What the task asks: Transcribe each line exactly.

Records from a dataset:
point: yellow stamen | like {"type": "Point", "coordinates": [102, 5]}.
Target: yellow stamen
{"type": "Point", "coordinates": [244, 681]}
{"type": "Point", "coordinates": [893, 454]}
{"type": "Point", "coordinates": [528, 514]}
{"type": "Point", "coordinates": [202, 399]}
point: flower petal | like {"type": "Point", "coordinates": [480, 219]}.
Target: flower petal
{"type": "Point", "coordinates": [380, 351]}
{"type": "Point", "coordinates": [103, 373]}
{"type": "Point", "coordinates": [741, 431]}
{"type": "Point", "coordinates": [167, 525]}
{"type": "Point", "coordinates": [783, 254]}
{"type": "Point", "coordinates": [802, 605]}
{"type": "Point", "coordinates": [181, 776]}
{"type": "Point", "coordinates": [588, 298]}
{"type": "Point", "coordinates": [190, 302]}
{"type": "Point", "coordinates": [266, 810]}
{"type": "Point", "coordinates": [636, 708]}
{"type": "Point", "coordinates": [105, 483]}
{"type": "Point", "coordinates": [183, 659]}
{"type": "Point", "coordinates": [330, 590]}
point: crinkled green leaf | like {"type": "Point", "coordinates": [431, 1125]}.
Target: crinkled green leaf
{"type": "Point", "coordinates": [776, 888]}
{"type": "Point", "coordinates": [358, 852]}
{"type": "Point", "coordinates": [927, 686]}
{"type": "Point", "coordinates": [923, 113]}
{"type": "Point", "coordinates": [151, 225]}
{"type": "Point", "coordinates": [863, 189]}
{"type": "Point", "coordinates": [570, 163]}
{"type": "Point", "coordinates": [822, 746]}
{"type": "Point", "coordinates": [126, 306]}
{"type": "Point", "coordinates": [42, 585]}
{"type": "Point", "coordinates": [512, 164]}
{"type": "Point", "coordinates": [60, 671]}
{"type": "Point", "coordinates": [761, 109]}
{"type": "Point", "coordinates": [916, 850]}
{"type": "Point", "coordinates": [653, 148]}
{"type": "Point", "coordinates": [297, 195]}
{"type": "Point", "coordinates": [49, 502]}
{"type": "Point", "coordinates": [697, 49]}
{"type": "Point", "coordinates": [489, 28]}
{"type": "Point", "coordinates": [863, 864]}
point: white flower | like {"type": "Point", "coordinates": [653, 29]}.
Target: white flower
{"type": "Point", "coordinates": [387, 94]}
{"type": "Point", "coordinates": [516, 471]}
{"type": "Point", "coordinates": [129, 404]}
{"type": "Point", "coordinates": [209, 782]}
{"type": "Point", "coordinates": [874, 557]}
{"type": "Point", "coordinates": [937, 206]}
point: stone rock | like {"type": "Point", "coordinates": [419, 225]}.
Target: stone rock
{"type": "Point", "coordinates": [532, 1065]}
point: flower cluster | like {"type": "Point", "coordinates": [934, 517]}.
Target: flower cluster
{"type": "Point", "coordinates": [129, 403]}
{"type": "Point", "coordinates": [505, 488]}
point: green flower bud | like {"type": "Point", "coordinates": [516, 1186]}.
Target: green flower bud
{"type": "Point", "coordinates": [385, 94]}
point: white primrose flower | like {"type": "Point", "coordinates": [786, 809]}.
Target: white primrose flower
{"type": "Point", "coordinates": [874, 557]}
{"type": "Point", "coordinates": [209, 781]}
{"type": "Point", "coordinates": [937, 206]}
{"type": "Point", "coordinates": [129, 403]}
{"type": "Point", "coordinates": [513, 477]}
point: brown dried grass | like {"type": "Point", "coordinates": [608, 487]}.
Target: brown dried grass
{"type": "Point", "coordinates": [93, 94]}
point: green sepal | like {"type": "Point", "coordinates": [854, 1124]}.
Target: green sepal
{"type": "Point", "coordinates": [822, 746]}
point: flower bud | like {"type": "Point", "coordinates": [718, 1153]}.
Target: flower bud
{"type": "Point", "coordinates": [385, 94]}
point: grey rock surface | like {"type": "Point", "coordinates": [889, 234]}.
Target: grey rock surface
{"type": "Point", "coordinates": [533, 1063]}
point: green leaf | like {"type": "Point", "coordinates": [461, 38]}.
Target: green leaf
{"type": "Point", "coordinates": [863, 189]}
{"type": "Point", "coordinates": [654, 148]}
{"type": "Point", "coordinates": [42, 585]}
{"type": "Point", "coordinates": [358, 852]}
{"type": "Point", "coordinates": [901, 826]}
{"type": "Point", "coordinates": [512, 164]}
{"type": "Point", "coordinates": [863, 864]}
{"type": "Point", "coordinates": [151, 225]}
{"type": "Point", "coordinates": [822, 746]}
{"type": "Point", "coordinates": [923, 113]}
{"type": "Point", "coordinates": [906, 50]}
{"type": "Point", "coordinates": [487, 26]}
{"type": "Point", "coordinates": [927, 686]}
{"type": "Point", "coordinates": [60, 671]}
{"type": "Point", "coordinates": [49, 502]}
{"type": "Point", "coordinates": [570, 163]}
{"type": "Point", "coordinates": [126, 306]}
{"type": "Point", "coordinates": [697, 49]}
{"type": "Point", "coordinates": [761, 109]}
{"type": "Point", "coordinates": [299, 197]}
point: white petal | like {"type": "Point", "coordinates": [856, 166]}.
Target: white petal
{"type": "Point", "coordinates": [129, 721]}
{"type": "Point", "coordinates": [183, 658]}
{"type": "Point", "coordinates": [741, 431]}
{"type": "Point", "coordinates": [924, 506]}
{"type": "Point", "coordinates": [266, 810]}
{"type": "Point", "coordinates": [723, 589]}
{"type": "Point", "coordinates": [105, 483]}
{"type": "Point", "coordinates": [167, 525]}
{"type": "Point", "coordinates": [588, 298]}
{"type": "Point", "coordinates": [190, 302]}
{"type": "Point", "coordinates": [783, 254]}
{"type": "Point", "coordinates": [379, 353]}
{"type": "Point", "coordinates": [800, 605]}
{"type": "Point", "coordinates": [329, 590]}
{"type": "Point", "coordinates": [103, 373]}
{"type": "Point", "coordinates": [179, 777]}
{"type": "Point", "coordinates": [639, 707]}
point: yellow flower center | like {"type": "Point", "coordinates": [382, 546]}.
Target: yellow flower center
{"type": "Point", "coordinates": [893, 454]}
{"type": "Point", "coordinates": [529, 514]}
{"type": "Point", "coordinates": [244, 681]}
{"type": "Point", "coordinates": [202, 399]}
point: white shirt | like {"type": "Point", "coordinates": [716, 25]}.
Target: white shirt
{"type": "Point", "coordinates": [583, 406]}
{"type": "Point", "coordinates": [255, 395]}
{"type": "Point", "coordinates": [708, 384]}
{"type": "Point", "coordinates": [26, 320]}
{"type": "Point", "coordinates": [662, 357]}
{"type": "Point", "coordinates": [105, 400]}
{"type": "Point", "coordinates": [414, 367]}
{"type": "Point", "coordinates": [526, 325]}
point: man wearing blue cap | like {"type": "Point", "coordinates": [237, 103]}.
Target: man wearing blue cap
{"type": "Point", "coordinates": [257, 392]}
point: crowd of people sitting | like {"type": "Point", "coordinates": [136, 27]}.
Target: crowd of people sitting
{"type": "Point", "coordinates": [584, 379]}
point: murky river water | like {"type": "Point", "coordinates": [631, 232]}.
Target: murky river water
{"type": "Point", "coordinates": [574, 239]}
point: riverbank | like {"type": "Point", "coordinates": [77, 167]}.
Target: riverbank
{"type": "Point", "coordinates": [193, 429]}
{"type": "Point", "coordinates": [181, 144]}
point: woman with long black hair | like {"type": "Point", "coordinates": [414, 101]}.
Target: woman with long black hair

Worked solution:
point: yellow stamen | like {"type": "Point", "coordinates": [102, 5]}.
Target: yellow stamen
{"type": "Point", "coordinates": [244, 681]}
{"type": "Point", "coordinates": [893, 454]}
{"type": "Point", "coordinates": [528, 514]}
{"type": "Point", "coordinates": [202, 399]}
point: flower petal | like {"type": "Point", "coordinates": [480, 219]}.
Target: flower petal
{"type": "Point", "coordinates": [380, 351]}
{"type": "Point", "coordinates": [103, 373]}
{"type": "Point", "coordinates": [741, 431]}
{"type": "Point", "coordinates": [167, 525]}
{"type": "Point", "coordinates": [783, 254]}
{"type": "Point", "coordinates": [802, 605]}
{"type": "Point", "coordinates": [181, 776]}
{"type": "Point", "coordinates": [588, 298]}
{"type": "Point", "coordinates": [190, 302]}
{"type": "Point", "coordinates": [266, 810]}
{"type": "Point", "coordinates": [636, 708]}
{"type": "Point", "coordinates": [105, 483]}
{"type": "Point", "coordinates": [183, 659]}
{"type": "Point", "coordinates": [330, 590]}
point: crinkled green leaf | like {"type": "Point", "coordinates": [431, 1125]}.
Target: crinkled green leaf
{"type": "Point", "coordinates": [776, 888]}
{"type": "Point", "coordinates": [358, 852]}
{"type": "Point", "coordinates": [927, 686]}
{"type": "Point", "coordinates": [923, 113]}
{"type": "Point", "coordinates": [151, 225]}
{"type": "Point", "coordinates": [863, 189]}
{"type": "Point", "coordinates": [570, 163]}
{"type": "Point", "coordinates": [822, 746]}
{"type": "Point", "coordinates": [126, 306]}
{"type": "Point", "coordinates": [42, 585]}
{"type": "Point", "coordinates": [512, 164]}
{"type": "Point", "coordinates": [60, 671]}
{"type": "Point", "coordinates": [761, 109]}
{"type": "Point", "coordinates": [916, 850]}
{"type": "Point", "coordinates": [653, 148]}
{"type": "Point", "coordinates": [297, 195]}
{"type": "Point", "coordinates": [49, 502]}
{"type": "Point", "coordinates": [697, 49]}
{"type": "Point", "coordinates": [489, 28]}
{"type": "Point", "coordinates": [863, 864]}
point: white flower | like {"type": "Point", "coordinates": [653, 29]}.
Target: white flower
{"type": "Point", "coordinates": [387, 94]}
{"type": "Point", "coordinates": [516, 471]}
{"type": "Point", "coordinates": [129, 404]}
{"type": "Point", "coordinates": [209, 782]}
{"type": "Point", "coordinates": [874, 557]}
{"type": "Point", "coordinates": [937, 206]}
point: stone rock | like {"type": "Point", "coordinates": [419, 225]}.
Target: stone rock
{"type": "Point", "coordinates": [532, 1065]}
point: flower cluster | like {"type": "Point", "coordinates": [934, 517]}.
Target: flower cluster
{"type": "Point", "coordinates": [129, 403]}
{"type": "Point", "coordinates": [505, 488]}
point: green flower bud | like {"type": "Point", "coordinates": [516, 1186]}.
Target: green flower bud
{"type": "Point", "coordinates": [385, 94]}
point: white primrose flower | like {"type": "Point", "coordinates": [786, 809]}.
Target: white primrose flower
{"type": "Point", "coordinates": [874, 557]}
{"type": "Point", "coordinates": [209, 781]}
{"type": "Point", "coordinates": [937, 206]}
{"type": "Point", "coordinates": [129, 403]}
{"type": "Point", "coordinates": [513, 477]}
point: brown dried grass | like {"type": "Point", "coordinates": [608, 487]}.
Target: brown dried grass
{"type": "Point", "coordinates": [93, 94]}
point: green sepal | like {"type": "Point", "coordinates": [854, 1124]}.
Target: green sepal
{"type": "Point", "coordinates": [822, 746]}
point: flower bud | like {"type": "Point", "coordinates": [718, 1153]}.
Target: flower bud
{"type": "Point", "coordinates": [385, 94]}
point: grey rock surface | like {"type": "Point", "coordinates": [889, 234]}.
Target: grey rock surface
{"type": "Point", "coordinates": [533, 1063]}
point: green leaf | like {"type": "Point", "coordinates": [461, 38]}.
Target: green leaf
{"type": "Point", "coordinates": [863, 189]}
{"type": "Point", "coordinates": [654, 148]}
{"type": "Point", "coordinates": [42, 585]}
{"type": "Point", "coordinates": [358, 852]}
{"type": "Point", "coordinates": [901, 826]}
{"type": "Point", "coordinates": [512, 164]}
{"type": "Point", "coordinates": [863, 864]}
{"type": "Point", "coordinates": [151, 225]}
{"type": "Point", "coordinates": [822, 746]}
{"type": "Point", "coordinates": [923, 113]}
{"type": "Point", "coordinates": [906, 50]}
{"type": "Point", "coordinates": [487, 26]}
{"type": "Point", "coordinates": [927, 686]}
{"type": "Point", "coordinates": [60, 671]}
{"type": "Point", "coordinates": [49, 502]}
{"type": "Point", "coordinates": [570, 163]}
{"type": "Point", "coordinates": [126, 306]}
{"type": "Point", "coordinates": [697, 49]}
{"type": "Point", "coordinates": [761, 109]}
{"type": "Point", "coordinates": [299, 197]}
point: white petal | like {"type": "Point", "coordinates": [856, 166]}.
Target: white petal
{"type": "Point", "coordinates": [129, 721]}
{"type": "Point", "coordinates": [183, 658]}
{"type": "Point", "coordinates": [741, 431]}
{"type": "Point", "coordinates": [924, 506]}
{"type": "Point", "coordinates": [266, 810]}
{"type": "Point", "coordinates": [723, 589]}
{"type": "Point", "coordinates": [105, 483]}
{"type": "Point", "coordinates": [167, 525]}
{"type": "Point", "coordinates": [588, 298]}
{"type": "Point", "coordinates": [190, 302]}
{"type": "Point", "coordinates": [783, 254]}
{"type": "Point", "coordinates": [379, 353]}
{"type": "Point", "coordinates": [800, 605]}
{"type": "Point", "coordinates": [329, 590]}
{"type": "Point", "coordinates": [103, 373]}
{"type": "Point", "coordinates": [179, 777]}
{"type": "Point", "coordinates": [639, 707]}
point: yellow flower center | like {"type": "Point", "coordinates": [382, 546]}.
Target: yellow flower center
{"type": "Point", "coordinates": [893, 454]}
{"type": "Point", "coordinates": [529, 514]}
{"type": "Point", "coordinates": [244, 681]}
{"type": "Point", "coordinates": [202, 399]}
point: white shirt | like {"type": "Point", "coordinates": [716, 25]}.
Target: white shirt
{"type": "Point", "coordinates": [583, 406]}
{"type": "Point", "coordinates": [255, 395]}
{"type": "Point", "coordinates": [708, 384]}
{"type": "Point", "coordinates": [26, 320]}
{"type": "Point", "coordinates": [662, 357]}
{"type": "Point", "coordinates": [105, 400]}
{"type": "Point", "coordinates": [414, 367]}
{"type": "Point", "coordinates": [526, 325]}
point: man wearing blue cap | like {"type": "Point", "coordinates": [237, 103]}.
Target: man wearing blue cap
{"type": "Point", "coordinates": [257, 392]}
point: crowd of people sitting | like {"type": "Point", "coordinates": [136, 27]}.
Target: crowd of people sitting
{"type": "Point", "coordinates": [584, 379]}
point: murky river water | like {"type": "Point", "coordinates": [631, 232]}.
Target: murky river water
{"type": "Point", "coordinates": [574, 239]}
point: riverbank | like {"type": "Point", "coordinates": [77, 167]}.
Target: riverbank
{"type": "Point", "coordinates": [193, 429]}
{"type": "Point", "coordinates": [181, 144]}
point: woman with long black hair | like {"type": "Point", "coordinates": [414, 101]}.
Target: woman with long black hair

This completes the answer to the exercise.